#### PROBLEMAS
**1.** Enumera todo lo que, según el texto sobre las elecciones, se elaboró durante las últimas semanas.
**2.** ¿Qué miden las elecciones, según el texto sobre las elecciones?
**3.** Por favor, transcribe del texto sobre las elecciones el fragmento que comienza en "Se supone que" y termina en "menos que eso.".

#### TEXTO FUENTE
◆ ◆ ◆ ◆ ◆

Se supone que el domingo a la noche habrá quienes festejen el veredicto de las urnas y habrá quienes hagan silencio. Los vaticinios, pronósticos y acertijos elaborados durante estas últimas semanas serán contrastados por los datos impiadosos de lo real. En todos los casos, lo que importa tener presente es que las elecciones miden la temperatura política de la sociedad y las elecciones legislativas en particular reacomodan las relaciones de poder. No más que eso ni menos que eso.
En la Argentina actual, la cita del 14 de noviembre importa por las expectativas que abre hacia el futuro, pero también por las incertidumbres que crea. En coyunturas complejas las sociedades suelen saber lo que no quieren, pero no les resulta tan sencillo saber lo que quieren. Nunca está de más recordar que ganar una elección en las sociedades democráticas no es un privilegio, sino una responsabilidad. Y en la Argentina que vivimos esa responsabilidad nos compromete o nos debería comprometer a todos. En primer lugar, a los ganadores.

◆ ◆ ◆ ◆ ◆

#### EXTRACTOS DE DATOS
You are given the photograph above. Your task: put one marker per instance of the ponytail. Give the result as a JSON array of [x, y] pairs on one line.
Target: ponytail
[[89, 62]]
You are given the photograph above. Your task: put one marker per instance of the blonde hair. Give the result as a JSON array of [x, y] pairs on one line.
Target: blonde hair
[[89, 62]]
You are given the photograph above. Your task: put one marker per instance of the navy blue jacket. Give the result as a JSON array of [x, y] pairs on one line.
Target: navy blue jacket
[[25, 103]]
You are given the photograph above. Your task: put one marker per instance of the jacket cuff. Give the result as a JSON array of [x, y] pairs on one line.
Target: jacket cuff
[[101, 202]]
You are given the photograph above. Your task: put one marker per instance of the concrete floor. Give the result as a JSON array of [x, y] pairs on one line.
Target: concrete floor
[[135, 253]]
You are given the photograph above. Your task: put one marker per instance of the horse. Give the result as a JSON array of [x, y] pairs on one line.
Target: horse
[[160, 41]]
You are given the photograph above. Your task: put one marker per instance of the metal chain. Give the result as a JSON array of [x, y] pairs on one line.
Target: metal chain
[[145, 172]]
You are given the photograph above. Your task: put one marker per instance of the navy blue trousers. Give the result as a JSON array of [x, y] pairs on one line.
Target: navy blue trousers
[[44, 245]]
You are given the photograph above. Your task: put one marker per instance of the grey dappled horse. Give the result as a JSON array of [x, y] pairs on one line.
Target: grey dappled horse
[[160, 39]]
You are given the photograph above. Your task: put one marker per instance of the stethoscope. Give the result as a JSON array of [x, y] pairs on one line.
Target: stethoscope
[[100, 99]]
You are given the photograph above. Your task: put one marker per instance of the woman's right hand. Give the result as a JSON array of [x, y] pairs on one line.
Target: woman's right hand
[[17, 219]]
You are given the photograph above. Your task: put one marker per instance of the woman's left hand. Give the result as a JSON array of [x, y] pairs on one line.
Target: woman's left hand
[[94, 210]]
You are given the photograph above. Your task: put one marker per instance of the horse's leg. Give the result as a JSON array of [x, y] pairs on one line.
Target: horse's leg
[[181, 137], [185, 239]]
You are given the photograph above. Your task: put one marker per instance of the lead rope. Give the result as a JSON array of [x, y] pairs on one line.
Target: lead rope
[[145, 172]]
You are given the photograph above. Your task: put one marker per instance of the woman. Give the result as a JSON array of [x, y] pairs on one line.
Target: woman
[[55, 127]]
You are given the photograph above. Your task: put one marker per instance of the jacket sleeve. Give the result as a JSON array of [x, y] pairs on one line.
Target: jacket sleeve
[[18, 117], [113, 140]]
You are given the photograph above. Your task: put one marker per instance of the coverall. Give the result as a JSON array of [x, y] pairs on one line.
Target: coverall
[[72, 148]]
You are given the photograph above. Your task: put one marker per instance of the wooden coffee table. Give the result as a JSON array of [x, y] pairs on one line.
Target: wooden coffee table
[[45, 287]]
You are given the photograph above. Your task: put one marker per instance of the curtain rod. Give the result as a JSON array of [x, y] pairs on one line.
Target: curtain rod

◆ ◆ ◆ ◆ ◆

#### RESPUESTAS
**1.** Vaticinios, pronósticos y acertijos.

**2.** La temperatura política de la sociedad.

**3.**
Se supone que el domingo a la noche habrá quienes festejen el veredicto de las urnas y habrá quienes hagan silencio. Los vaticinios, pronósticos y acertijos elaborados durante estas últimas semanas serán contrastados por los datos impiadosos de lo real. En todos los casos, lo que importa tener presente es que las elecciones miden la temperatura política de la sociedad y las elecciones legislativas en particular reacomodan las relaciones de poder. No más que eso ni menos que eso.